Objective ->
Reproduce, unchanged, the stretch of the S-Works E5 build thread that opens with the words "Dude you have" and closes with "message you sending??".

Page text ->
— START —

# TEAM ISSUE 05 Sworks E5 Build



## turkishvan (Mar 7, 2005)

You most likely wont find this frameset hanging up @ your local bikeshop. Yep...an 05 Sworks E5 with carbon seatstays and Zertz inserts for a nice cushy ride. It built up to fit like a glove with full D/A. I broke it in with 400K+ last week. Its been Christmas come in March around my house this past week.


----------



## Taskmaxter (Apr 11, 2004)

Very nice bike


----------



## oliverpete (Sep 14, 2002)

*Very nice ride....*

but I didn't think that Specialized made the E5 S-Works with a carbon rear? The frame looks identical to my 05 Allez Comp except painted red. How do you like the wheel set? I debated between the Velomax Tempest and AC350's and went with the AC's based on weight and price.
Scott


----------



## turkishvan (Mar 7, 2005)

oliverpete said:


> but I didn't think that Specialized made the E5 S-Works with a carbon rear? The frame looks identical to my 05 Allez Comp except painted red. How do you like the wheel set? I debated between the Velomax Tempest and AC350's and went with the AC's based on weight and price.
> Scott


Velomax are the best. Im 190+ lbs and can tear up some wheelsets.
I have raced on Velomax Ascents for three seasons with NO problems. They have never gone out of true. Never. The wheels pictured here are the Sagitta model. They are great training wheels. Becoming harder and harder to find, they were produced in small numbers in 2003, originally designed for cyclocross. This frameset is a 57cm with all the specs of a E5. Its actually a promotional frameset for Team Issue sponsorships for 05.


----------



## Sit-n-spin (Jan 20, 2005)

It's an Areotec E5
http://www.racycles.com/rdf/catalog/specialized_aerotec_e5_4078497.htm


----------



## oliverpete (Sep 14, 2002)

*Same as 05 Allez Comp*



Sit-n-spin said:


> It's an Areotec E5
> http://www.racycles.com/rdf/catalog/specialized_aerotec_e5_4078497.htm


I like the red color, but it looks to be the same frame as the 05 Allez Comp painted red instead of ti. The fork and carbon rear stays are also the same.
Scott


----------



## lange79 (Mar 28, 2004)

*I just got my frame a couple weeks ago!*

I am very pleased with this bike. The Specialized Rep told our team its an S-Works E5 with carbon seat stays. Its a promo bike for 2005.


----------



## turkishvan (Mar 7, 2005)

lange79 said:


> I am very pleased with this bike. The Specialized Rep told our team its an S-Works E5 with carbon seat stays. Its a promo bike for 2005.


Ten-Four, we were given the same info. I never thought I would ever be this pleased with a Specialized bike. Nicest production frameset Ive ridden in the last 16 years.


----------



## lange79 (Mar 28, 2004)

*Its the perfect mate to my Tarmac ...*



















Both of these bikes are awesome...


----------



## capt_phun (Jun 14, 2004)

Dude you have got to take your pictures in front of a garbage can???? I have the same S-Works but I wouldn't say its my pride and joy and then place it with the rubbish. What kind of message you sending??


----------



## lange79 (Mar 28, 2004)

*lol ... it was late when i took those ...*

i will photoshop the pope holding them instead .


----------



## mgmavant (Dec 21, 2004)

— END —

Record set ->
— START —

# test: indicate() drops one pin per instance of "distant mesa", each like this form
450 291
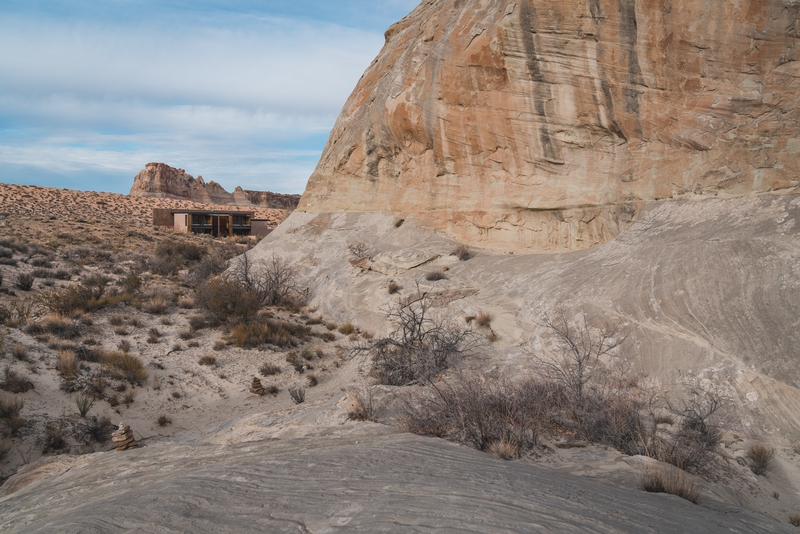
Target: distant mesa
159 180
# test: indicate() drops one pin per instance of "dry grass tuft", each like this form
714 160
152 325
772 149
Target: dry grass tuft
663 479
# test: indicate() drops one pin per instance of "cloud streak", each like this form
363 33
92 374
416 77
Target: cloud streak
242 98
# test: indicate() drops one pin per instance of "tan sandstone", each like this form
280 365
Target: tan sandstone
543 125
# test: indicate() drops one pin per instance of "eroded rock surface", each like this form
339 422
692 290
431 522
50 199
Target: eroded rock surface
162 181
540 125
365 480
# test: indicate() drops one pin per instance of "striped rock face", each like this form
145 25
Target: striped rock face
544 125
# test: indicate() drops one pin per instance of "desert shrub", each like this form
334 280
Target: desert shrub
225 299
125 366
208 359
95 284
672 480
96 429
54 439
347 329
24 281
84 403
362 407
358 250
10 414
420 346
760 458
268 331
42 273
298 394
462 252
274 280
131 283
19 352
269 369
433 276
57 325
153 335
156 305
13 382
67 365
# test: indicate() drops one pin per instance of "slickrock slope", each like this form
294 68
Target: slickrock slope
158 180
708 292
541 125
362 479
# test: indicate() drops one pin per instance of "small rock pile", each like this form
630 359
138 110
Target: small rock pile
256 387
123 438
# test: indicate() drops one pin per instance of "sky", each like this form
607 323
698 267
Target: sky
240 92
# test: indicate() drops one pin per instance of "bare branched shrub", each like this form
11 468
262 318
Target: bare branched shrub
362 406
358 250
13 382
462 252
760 458
672 480
422 344
298 394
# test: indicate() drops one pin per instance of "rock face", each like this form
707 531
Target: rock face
542 125
162 181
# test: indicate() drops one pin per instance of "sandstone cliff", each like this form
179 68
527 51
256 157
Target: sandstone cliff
162 181
541 125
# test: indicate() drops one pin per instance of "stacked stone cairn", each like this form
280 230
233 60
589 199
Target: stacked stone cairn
256 387
123 438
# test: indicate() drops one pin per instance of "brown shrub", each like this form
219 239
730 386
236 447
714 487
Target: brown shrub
760 458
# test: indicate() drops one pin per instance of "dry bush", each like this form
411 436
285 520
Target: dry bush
9 414
358 250
25 281
19 352
433 276
298 394
125 366
54 439
362 406
347 329
269 369
484 319
13 382
84 403
67 365
421 345
208 359
672 480
268 331
462 252
760 458
57 325
156 305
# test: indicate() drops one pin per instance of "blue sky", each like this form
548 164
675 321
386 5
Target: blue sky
242 93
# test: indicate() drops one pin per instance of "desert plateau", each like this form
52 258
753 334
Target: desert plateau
545 277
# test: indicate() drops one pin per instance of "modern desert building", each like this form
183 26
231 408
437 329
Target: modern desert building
219 223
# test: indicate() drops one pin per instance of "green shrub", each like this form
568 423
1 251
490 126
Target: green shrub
125 366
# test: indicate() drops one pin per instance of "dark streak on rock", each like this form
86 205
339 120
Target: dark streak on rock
527 19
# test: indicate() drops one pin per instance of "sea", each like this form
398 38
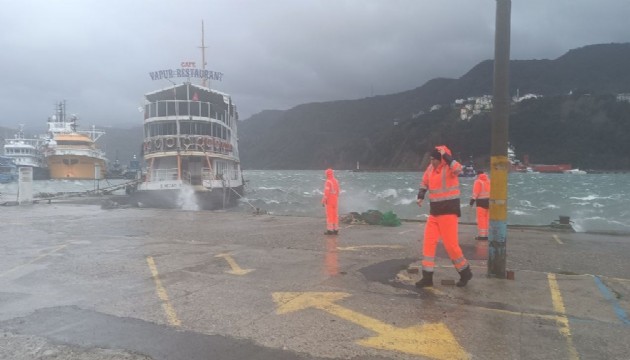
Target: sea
593 202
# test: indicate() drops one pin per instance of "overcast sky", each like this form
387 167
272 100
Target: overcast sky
274 54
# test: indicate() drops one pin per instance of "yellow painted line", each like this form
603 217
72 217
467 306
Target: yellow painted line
561 319
359 247
431 340
236 270
34 260
171 315
406 231
434 291
555 237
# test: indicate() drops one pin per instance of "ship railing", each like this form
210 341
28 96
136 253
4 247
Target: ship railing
164 174
207 174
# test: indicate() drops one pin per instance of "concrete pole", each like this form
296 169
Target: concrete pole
499 164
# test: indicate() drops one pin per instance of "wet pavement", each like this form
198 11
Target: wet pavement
81 282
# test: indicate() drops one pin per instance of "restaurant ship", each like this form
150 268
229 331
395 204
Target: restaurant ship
72 154
190 144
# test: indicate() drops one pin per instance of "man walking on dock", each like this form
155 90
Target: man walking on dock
481 195
441 181
330 201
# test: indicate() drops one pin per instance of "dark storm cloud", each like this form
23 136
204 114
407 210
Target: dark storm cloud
274 54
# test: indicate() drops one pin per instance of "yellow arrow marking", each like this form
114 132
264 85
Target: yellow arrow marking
359 247
236 270
432 340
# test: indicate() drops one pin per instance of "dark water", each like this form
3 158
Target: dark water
594 202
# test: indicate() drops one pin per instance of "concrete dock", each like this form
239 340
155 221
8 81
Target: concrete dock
81 282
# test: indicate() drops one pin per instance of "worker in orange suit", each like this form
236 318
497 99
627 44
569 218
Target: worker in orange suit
330 201
440 181
481 196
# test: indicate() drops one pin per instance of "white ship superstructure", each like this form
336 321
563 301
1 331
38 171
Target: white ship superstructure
27 152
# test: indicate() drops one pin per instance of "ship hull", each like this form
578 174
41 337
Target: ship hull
207 199
75 167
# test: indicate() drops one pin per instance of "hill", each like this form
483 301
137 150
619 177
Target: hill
395 131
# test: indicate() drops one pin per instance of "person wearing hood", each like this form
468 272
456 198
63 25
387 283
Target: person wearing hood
330 200
441 182
481 196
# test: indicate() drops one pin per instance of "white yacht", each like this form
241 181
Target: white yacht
27 152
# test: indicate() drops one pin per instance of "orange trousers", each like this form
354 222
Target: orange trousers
443 227
332 214
483 221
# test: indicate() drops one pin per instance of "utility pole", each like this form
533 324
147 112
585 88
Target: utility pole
499 163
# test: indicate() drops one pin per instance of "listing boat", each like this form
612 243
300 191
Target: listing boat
8 170
72 154
190 144
552 168
26 152
575 171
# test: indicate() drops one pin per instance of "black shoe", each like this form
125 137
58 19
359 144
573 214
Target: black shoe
426 281
464 276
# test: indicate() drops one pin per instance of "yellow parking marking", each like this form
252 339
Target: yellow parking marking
561 319
34 260
431 340
236 270
163 295
359 247
558 239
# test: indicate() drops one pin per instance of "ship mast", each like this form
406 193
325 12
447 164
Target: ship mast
203 55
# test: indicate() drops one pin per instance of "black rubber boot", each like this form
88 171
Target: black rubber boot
464 276
427 279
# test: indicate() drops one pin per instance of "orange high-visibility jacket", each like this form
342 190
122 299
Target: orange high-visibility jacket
331 188
481 191
442 184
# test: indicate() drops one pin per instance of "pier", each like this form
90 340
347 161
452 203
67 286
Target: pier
79 281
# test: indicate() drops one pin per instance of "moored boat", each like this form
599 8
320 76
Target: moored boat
72 154
8 170
190 145
551 168
26 152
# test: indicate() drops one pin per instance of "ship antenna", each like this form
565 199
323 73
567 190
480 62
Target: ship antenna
203 56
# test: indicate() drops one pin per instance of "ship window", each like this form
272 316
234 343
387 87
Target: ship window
161 109
71 142
195 108
170 108
183 107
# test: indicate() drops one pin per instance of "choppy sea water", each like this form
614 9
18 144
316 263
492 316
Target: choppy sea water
594 202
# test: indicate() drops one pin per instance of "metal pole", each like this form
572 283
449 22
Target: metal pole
499 164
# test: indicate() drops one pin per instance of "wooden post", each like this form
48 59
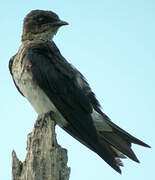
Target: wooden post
45 159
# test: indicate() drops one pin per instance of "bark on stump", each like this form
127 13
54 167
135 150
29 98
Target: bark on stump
45 159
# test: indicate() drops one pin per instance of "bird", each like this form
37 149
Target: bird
51 84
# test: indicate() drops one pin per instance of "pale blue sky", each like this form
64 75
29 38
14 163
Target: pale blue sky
112 44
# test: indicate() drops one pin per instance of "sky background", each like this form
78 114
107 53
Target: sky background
112 43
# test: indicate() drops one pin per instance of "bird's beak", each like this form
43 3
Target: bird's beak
60 23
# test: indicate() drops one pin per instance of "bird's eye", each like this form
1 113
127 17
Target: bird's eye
41 19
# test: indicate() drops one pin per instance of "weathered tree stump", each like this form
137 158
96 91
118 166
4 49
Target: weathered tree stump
45 159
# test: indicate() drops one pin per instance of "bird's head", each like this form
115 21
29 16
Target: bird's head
40 24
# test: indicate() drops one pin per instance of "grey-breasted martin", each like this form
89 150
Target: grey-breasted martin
50 83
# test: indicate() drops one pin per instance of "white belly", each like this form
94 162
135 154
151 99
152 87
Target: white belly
36 96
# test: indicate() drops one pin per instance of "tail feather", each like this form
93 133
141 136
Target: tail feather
123 133
119 143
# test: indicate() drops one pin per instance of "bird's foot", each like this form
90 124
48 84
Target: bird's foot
41 120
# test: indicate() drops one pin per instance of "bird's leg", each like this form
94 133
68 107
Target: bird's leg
41 120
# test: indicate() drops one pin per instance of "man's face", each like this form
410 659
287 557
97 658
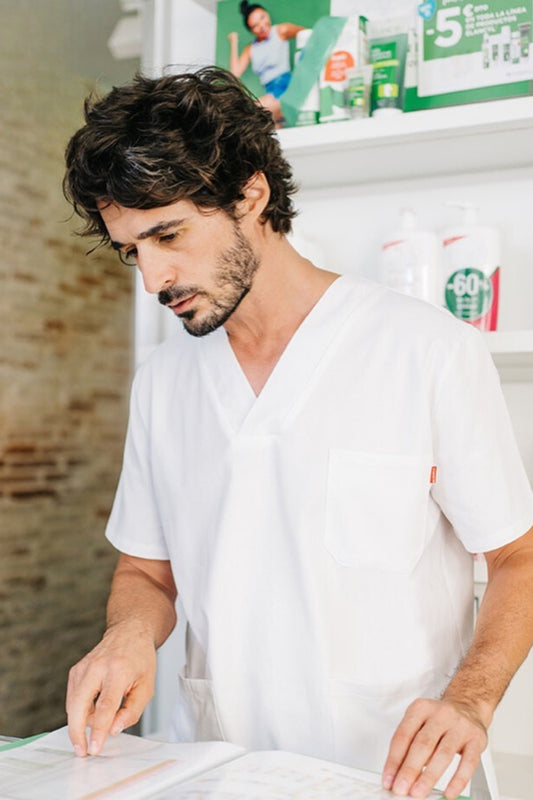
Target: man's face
200 264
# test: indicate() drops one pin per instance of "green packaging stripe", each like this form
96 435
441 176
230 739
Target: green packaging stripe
307 71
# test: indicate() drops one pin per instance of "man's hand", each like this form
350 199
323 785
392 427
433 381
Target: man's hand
110 687
431 733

— END —

Result below ->
Dude you have got to take your pictures in front of a garbage can???? I have the same S-Works but I wouldn't say its my pride and joy and then place it with the rubbish. What kind of message you sending??